Texte à lire:
┌────────

J’adore les nouvelles distilleries, et aujourd’hui je suis verni !

Je vais vous parler de celle perdue dans les Hébrides intérieures sur la petite et discrète ile de Raasay.

 

Voici l’aventure (encore malheureusement virtuelle) qui m’a permis de gouter au distillat de la distillerie de l’ile : ISLE OF RAASAY SINGLE MALT BATCH 1.

 

Sur l’ile de Skye, à peine sorti d’une précédente dégustation dans la nouvelle distillerie de Torabhaig (voir ici la dégustation), j’ai entendu parler d’une autre jeune distillerie dans les parages, plus au nord.

 

Me voici ainsi parti à bord de BRAD PEAT vers le centre-est de l’ile en direction de Sconser pour y prendre le ferry. Sur place, il faut être aveugle pour ne pas voir à quelques encablures les montagnes de l’ile où je dois me rendre : RAASAY.

 

 

Un saut de puce de bateau pour traverser un petit bras de mer et je serai sur place.

 

En route, le ferry double un homme en train de traverser le détroit à la nage. A bord, une jeune femme brune lance un « go James, go » ! M’approchant d’elle, je l’interroge sur cet étrange personnage en train de barboter dans ces eaux certainement pas tropicales ! Elle m’explique qu’il s’est donné le défi de traverser le détroit pour pouvoir aller boire un verre à la distillerie RAASAY ! Il doit valoir le coup ce distillat, je fais bien d’aller y faire un tour.

 

Je lui dis donc que c’est précisément ma destination, elle me dit :  « vous tombez bien , je m’appelle Eilean Green, et je suis la directrice marketing de la distillerie ». Heureuse coïncidence. Elle me dit qu’elle va m’accompagner ! Pourvu que mon fidèle BRAD PEAT soit à la hauteur car il n’a pas l’habitude de transporter des jeunes femmes !!

 

                                                           Crédit : Ile Of Raasay distillery

 

Nous débarquons donc sur la petite ile volcanique, d’à peine 200 âmes, coincée entre le continent et l’ile de Skye et ce après à peine 25 minutes de bateau.

└────────

Condensez le paragraphe du texte à lire qui commence par « En route, le ferry double » en deux phrases au plus, sans perdre ses faits principaux.

Données stockées:
┌────────

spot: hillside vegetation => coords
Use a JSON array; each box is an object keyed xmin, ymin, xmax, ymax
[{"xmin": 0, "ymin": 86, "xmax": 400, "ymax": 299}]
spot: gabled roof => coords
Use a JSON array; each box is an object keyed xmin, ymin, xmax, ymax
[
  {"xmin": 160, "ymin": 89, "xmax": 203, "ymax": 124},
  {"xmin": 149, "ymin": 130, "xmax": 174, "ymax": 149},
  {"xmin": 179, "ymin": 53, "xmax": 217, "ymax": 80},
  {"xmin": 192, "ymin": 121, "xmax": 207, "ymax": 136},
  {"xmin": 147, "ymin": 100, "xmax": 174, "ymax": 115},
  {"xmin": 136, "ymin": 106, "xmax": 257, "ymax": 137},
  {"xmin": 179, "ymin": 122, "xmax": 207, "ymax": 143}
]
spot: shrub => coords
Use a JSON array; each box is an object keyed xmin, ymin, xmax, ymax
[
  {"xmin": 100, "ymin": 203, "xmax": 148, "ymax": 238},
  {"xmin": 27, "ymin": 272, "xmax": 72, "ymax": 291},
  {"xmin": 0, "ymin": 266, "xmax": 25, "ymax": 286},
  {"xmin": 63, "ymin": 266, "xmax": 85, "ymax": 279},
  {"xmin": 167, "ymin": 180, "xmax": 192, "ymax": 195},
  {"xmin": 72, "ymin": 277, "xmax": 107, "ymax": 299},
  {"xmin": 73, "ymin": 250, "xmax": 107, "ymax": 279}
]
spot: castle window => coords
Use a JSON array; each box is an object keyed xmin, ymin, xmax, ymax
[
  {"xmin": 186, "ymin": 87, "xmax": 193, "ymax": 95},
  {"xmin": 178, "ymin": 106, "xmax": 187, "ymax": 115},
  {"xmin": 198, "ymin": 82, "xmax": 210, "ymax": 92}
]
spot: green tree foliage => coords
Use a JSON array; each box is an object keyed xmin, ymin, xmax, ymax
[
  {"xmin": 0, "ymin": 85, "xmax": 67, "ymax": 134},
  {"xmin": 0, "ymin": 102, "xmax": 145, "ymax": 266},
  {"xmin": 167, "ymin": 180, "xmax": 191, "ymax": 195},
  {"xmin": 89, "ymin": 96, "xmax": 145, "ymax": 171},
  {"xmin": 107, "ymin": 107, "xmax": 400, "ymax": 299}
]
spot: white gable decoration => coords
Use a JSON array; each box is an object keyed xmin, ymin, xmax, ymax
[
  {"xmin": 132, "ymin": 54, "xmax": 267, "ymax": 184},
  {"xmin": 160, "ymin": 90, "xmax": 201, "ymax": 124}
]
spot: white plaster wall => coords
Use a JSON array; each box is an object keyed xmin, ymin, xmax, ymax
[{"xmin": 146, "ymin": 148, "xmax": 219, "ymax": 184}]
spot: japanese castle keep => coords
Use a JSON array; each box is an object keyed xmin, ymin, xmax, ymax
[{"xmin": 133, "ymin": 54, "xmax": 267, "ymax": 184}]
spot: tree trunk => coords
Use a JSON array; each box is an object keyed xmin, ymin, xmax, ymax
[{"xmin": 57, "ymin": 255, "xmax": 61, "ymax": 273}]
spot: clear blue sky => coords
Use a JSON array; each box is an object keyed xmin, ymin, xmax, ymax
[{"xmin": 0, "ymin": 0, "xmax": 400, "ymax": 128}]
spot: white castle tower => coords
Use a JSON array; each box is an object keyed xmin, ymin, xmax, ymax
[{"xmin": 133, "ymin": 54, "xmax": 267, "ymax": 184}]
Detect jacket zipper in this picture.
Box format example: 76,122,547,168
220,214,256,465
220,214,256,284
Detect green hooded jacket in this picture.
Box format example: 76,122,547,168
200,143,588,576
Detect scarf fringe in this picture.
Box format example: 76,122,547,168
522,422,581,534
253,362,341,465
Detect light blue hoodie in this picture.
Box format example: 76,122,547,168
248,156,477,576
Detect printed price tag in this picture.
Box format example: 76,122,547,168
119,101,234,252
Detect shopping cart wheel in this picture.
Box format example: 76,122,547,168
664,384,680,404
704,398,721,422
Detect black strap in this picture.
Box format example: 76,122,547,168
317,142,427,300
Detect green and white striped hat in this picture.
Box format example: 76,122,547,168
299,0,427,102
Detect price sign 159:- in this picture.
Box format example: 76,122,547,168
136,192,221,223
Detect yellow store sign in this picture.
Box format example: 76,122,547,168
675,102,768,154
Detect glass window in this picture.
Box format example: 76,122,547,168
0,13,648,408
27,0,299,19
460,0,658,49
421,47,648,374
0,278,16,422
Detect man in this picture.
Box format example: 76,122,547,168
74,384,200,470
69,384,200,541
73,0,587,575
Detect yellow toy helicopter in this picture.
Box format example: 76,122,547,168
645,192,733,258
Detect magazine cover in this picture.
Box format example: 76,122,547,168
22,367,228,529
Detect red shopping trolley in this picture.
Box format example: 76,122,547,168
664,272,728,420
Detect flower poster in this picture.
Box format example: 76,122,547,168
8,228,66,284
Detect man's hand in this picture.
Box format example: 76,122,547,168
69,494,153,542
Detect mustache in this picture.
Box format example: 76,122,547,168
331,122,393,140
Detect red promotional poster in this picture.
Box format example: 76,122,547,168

└────────

Résultat ci-dessous: Pendant la traversée, le ferry dépasse un homme qui franchit le détroit à la nage, encouragé par une jeune femme brune à bord. Elle explique qu'il s'est lancé ce défi pour aller boire un verre à la distillerie RAASAY, signe que le distillat vaut sans doute le détour.